EXERCISE DETAILS ▸
Copy out everything from the start of the items down to and including the line that contains "579 54 L 586", with each line unchanged. Leave the pictures out of the answer.

Source records ▸

▼

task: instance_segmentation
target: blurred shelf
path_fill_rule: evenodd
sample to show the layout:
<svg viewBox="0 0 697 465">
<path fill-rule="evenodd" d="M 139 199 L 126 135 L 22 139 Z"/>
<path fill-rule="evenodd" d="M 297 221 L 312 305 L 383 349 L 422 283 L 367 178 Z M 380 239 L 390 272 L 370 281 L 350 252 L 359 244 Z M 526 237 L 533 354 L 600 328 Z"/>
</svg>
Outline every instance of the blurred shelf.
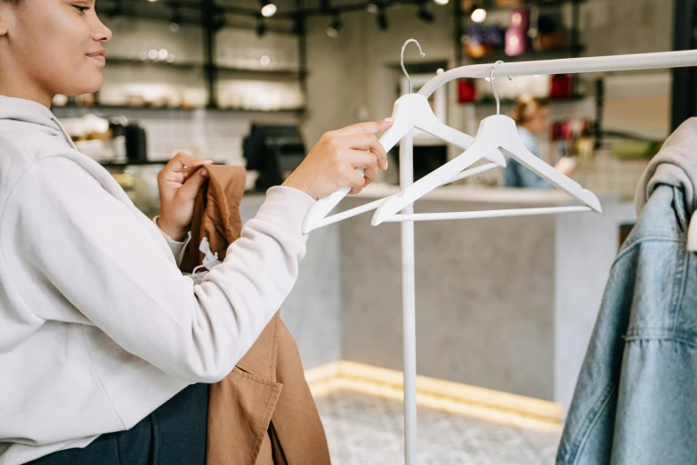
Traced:
<svg viewBox="0 0 697 465">
<path fill-rule="evenodd" d="M 565 4 L 585 4 L 588 0 L 537 0 L 537 1 L 522 1 L 518 2 L 517 4 L 512 4 L 508 6 L 502 6 L 498 4 L 493 5 L 487 5 L 484 7 L 484 9 L 487 12 L 500 12 L 500 11 L 507 11 L 510 10 L 512 8 L 531 8 L 531 7 L 538 7 L 538 8 L 546 8 L 549 6 L 563 6 Z"/>
<path fill-rule="evenodd" d="M 146 159 L 145 161 L 100 161 L 99 164 L 104 167 L 146 167 L 160 165 L 164 166 L 169 163 L 168 159 Z M 224 165 L 223 161 L 214 161 L 214 165 Z"/>
<path fill-rule="evenodd" d="M 300 69 L 253 69 L 248 68 L 234 68 L 230 66 L 216 67 L 221 74 L 238 74 L 249 78 L 278 78 L 300 79 L 303 72 Z"/>
<path fill-rule="evenodd" d="M 588 97 L 588 95 L 584 94 L 579 94 L 576 95 L 571 95 L 571 97 L 563 97 L 563 98 L 556 98 L 556 99 L 545 97 L 545 99 L 550 103 L 557 103 L 557 102 L 563 103 L 563 102 L 578 102 L 585 99 L 586 97 Z M 471 102 L 469 103 L 478 105 L 478 106 L 496 105 L 496 100 L 494 100 L 493 97 L 486 97 L 475 102 Z M 501 99 L 501 105 L 513 105 L 514 103 L 515 103 L 515 99 Z"/>
<path fill-rule="evenodd" d="M 142 67 L 158 67 L 158 68 L 169 68 L 171 69 L 203 69 L 202 63 L 186 62 L 186 61 L 174 61 L 170 63 L 166 61 L 152 61 L 152 60 L 138 60 L 124 57 L 110 57 L 107 54 L 107 66 L 109 65 L 126 65 L 126 66 L 142 66 Z"/>
<path fill-rule="evenodd" d="M 579 54 L 586 50 L 586 45 L 577 45 L 574 47 L 556 48 L 554 50 L 546 50 L 544 52 L 530 52 L 517 56 L 508 56 L 503 50 L 498 50 L 491 54 L 486 55 L 482 58 L 472 58 L 470 56 L 465 56 L 466 60 L 474 61 L 474 63 L 493 63 L 498 60 L 504 62 L 511 61 L 530 61 L 535 60 L 550 60 L 560 57 L 571 57 L 574 54 Z"/>
<path fill-rule="evenodd" d="M 64 107 L 52 107 L 51 110 L 59 116 L 60 113 L 67 112 L 78 112 L 87 113 L 90 111 L 99 112 L 127 112 L 127 111 L 152 111 L 152 112 L 183 112 L 190 113 L 197 110 L 204 111 L 214 111 L 221 113 L 261 113 L 261 114 L 292 114 L 292 113 L 304 113 L 306 110 L 304 108 L 293 108 L 284 110 L 244 110 L 244 109 L 226 109 L 226 108 L 179 108 L 179 107 L 134 107 L 128 105 L 93 105 L 93 106 L 77 106 L 77 105 L 66 105 Z"/>
<path fill-rule="evenodd" d="M 186 70 L 202 70 L 205 69 L 203 63 L 197 63 L 192 61 L 174 61 L 170 63 L 166 61 L 152 61 L 152 60 L 138 60 L 124 57 L 109 57 L 107 55 L 107 65 L 124 65 L 124 66 L 141 66 L 141 67 L 157 67 L 157 68 L 168 68 L 171 69 L 186 69 Z M 250 68 L 236 68 L 231 66 L 216 66 L 215 69 L 222 73 L 228 74 L 239 74 L 248 77 L 263 77 L 269 78 L 296 78 L 300 79 L 303 77 L 303 71 L 297 69 L 250 69 Z"/>
</svg>

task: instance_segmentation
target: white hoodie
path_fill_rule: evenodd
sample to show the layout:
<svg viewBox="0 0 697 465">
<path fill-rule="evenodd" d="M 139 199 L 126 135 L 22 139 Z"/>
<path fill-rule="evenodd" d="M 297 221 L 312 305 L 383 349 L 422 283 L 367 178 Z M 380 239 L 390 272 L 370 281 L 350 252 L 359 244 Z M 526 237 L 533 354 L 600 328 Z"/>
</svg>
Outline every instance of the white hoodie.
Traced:
<svg viewBox="0 0 697 465">
<path fill-rule="evenodd" d="M 312 203 L 271 189 L 195 285 L 183 244 L 48 109 L 0 96 L 0 465 L 84 447 L 224 378 L 290 292 Z"/>
</svg>

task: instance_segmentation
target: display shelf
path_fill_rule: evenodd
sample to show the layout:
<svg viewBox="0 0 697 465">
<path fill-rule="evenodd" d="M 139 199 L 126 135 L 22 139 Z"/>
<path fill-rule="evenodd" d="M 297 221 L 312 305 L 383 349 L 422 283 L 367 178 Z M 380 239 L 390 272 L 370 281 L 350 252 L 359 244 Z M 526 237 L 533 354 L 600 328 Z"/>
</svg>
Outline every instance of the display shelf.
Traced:
<svg viewBox="0 0 697 465">
<path fill-rule="evenodd" d="M 196 110 L 202 110 L 205 111 L 217 111 L 226 113 L 262 113 L 262 114 L 276 114 L 276 113 L 303 113 L 306 110 L 304 108 L 294 108 L 294 109 L 283 109 L 283 110 L 246 110 L 246 109 L 224 109 L 224 108 L 179 108 L 179 107 L 135 107 L 128 105 L 93 105 L 93 106 L 77 106 L 77 105 L 66 105 L 64 107 L 52 107 L 51 110 L 53 111 L 56 116 L 60 116 L 63 110 L 75 111 L 82 110 L 83 113 L 89 111 L 101 111 L 101 112 L 121 112 L 121 111 L 159 111 L 159 112 L 191 112 Z"/>
<path fill-rule="evenodd" d="M 146 159 L 142 161 L 100 161 L 100 165 L 104 167 L 147 167 L 147 166 L 164 166 L 169 163 L 168 159 Z M 224 161 L 214 161 L 214 165 L 224 165 Z"/>
<path fill-rule="evenodd" d="M 193 61 L 174 61 L 170 63 L 166 61 L 151 61 L 151 60 L 138 60 L 125 57 L 109 57 L 107 56 L 107 65 L 115 66 L 141 66 L 141 67 L 158 67 L 171 69 L 186 69 L 195 70 L 203 69 L 204 63 L 197 63 Z M 250 68 L 237 68 L 233 66 L 215 65 L 215 69 L 222 73 L 234 73 L 240 75 L 247 75 L 250 77 L 265 78 L 301 78 L 302 74 L 300 69 L 250 69 Z"/>
<path fill-rule="evenodd" d="M 501 12 L 501 11 L 507 11 L 510 10 L 512 8 L 531 8 L 531 7 L 537 7 L 537 8 L 547 8 L 552 6 L 563 6 L 565 4 L 581 4 L 586 3 L 588 0 L 537 0 L 537 1 L 521 1 L 518 2 L 516 4 L 511 4 L 511 5 L 498 5 L 498 4 L 491 4 L 491 5 L 485 5 L 484 9 L 487 12 Z"/>
<path fill-rule="evenodd" d="M 493 63 L 495 61 L 498 61 L 498 60 L 501 60 L 505 62 L 531 61 L 534 60 L 549 60 L 560 56 L 571 57 L 573 55 L 578 55 L 579 53 L 583 53 L 585 50 L 586 50 L 586 45 L 578 45 L 575 46 L 568 46 L 563 48 L 555 48 L 553 50 L 546 50 L 544 52 L 529 52 L 517 56 L 508 56 L 506 54 L 506 52 L 504 52 L 503 50 L 497 50 L 493 53 L 490 53 L 482 58 L 472 58 L 470 56 L 466 56 L 465 58 L 475 63 L 489 63 L 489 62 Z"/>
<path fill-rule="evenodd" d="M 562 103 L 562 102 L 578 102 L 580 100 L 585 99 L 588 97 L 588 95 L 584 94 L 578 94 L 576 95 L 571 95 L 571 97 L 563 97 L 563 98 L 549 98 L 545 97 L 547 102 L 550 103 Z M 501 105 L 513 105 L 515 103 L 515 99 L 501 99 Z M 495 105 L 496 101 L 493 97 L 486 97 L 481 100 L 477 100 L 474 102 L 471 102 L 469 103 L 474 103 L 474 105 L 481 105 L 481 106 L 488 106 L 488 105 Z"/>
</svg>

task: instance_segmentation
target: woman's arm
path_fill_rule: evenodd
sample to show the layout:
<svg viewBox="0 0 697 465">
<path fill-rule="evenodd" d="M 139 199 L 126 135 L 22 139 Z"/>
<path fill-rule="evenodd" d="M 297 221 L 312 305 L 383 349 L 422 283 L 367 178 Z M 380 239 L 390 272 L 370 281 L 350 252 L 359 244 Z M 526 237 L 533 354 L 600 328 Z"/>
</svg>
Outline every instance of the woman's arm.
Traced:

▲

WRITTEN RESPONSE ▸
task: instance_segmentation
target: blurred shelf
path_fill_rule: evenodd
sample to show the layout:
<svg viewBox="0 0 697 465">
<path fill-rule="evenodd" d="M 139 199 L 126 135 L 22 139 Z"/>
<path fill-rule="evenodd" d="M 297 221 L 312 305 L 383 349 L 422 283 L 367 178 Z M 380 239 L 390 272 L 370 281 L 350 252 L 359 244 Z M 526 237 L 533 354 L 600 328 Z"/>
</svg>
Outline every instance of the blurred shelf.
Traced:
<svg viewBox="0 0 697 465">
<path fill-rule="evenodd" d="M 565 4 L 585 4 L 588 0 L 537 0 L 537 1 L 522 1 L 518 2 L 517 4 L 512 4 L 508 6 L 502 6 L 498 4 L 493 5 L 487 5 L 484 7 L 484 9 L 487 12 L 500 12 L 500 11 L 507 11 L 510 10 L 512 8 L 531 8 L 531 7 L 538 7 L 538 8 L 546 8 L 549 6 L 563 6 Z"/>
<path fill-rule="evenodd" d="M 146 159 L 145 161 L 100 161 L 99 164 L 104 167 L 146 167 L 160 165 L 164 166 L 169 163 L 168 159 Z M 224 165 L 223 161 L 214 161 L 214 165 Z"/>
<path fill-rule="evenodd" d="M 300 69 L 253 69 L 248 68 L 234 68 L 230 66 L 216 67 L 221 74 L 238 74 L 249 78 L 278 78 L 300 79 L 303 72 Z"/>
<path fill-rule="evenodd" d="M 588 97 L 588 95 L 584 94 L 579 94 L 576 95 L 571 95 L 571 97 L 563 97 L 563 98 L 556 98 L 556 99 L 545 97 L 545 99 L 550 103 L 557 103 L 557 102 L 563 103 L 563 102 L 578 102 L 585 99 L 586 97 Z M 471 102 L 469 103 L 478 105 L 478 106 L 496 105 L 496 100 L 494 100 L 493 97 L 486 97 L 475 102 Z M 501 99 L 501 105 L 513 105 L 514 103 L 515 103 L 515 99 Z"/>
<path fill-rule="evenodd" d="M 142 67 L 158 67 L 158 68 L 169 68 L 171 69 L 203 69 L 202 63 L 186 62 L 186 61 L 174 61 L 170 63 L 166 61 L 152 61 L 152 60 L 138 60 L 124 57 L 110 57 L 107 54 L 107 66 L 109 65 L 126 65 L 126 66 L 142 66 Z"/>
<path fill-rule="evenodd" d="M 579 54 L 586 50 L 586 45 L 577 45 L 574 47 L 556 48 L 554 50 L 546 50 L 544 52 L 530 52 L 517 56 L 508 56 L 503 50 L 498 50 L 491 54 L 486 55 L 482 58 L 472 58 L 470 56 L 465 56 L 466 60 L 474 61 L 474 63 L 493 63 L 498 60 L 504 62 L 511 61 L 530 61 L 535 60 L 550 60 L 560 57 L 571 57 L 574 54 Z"/>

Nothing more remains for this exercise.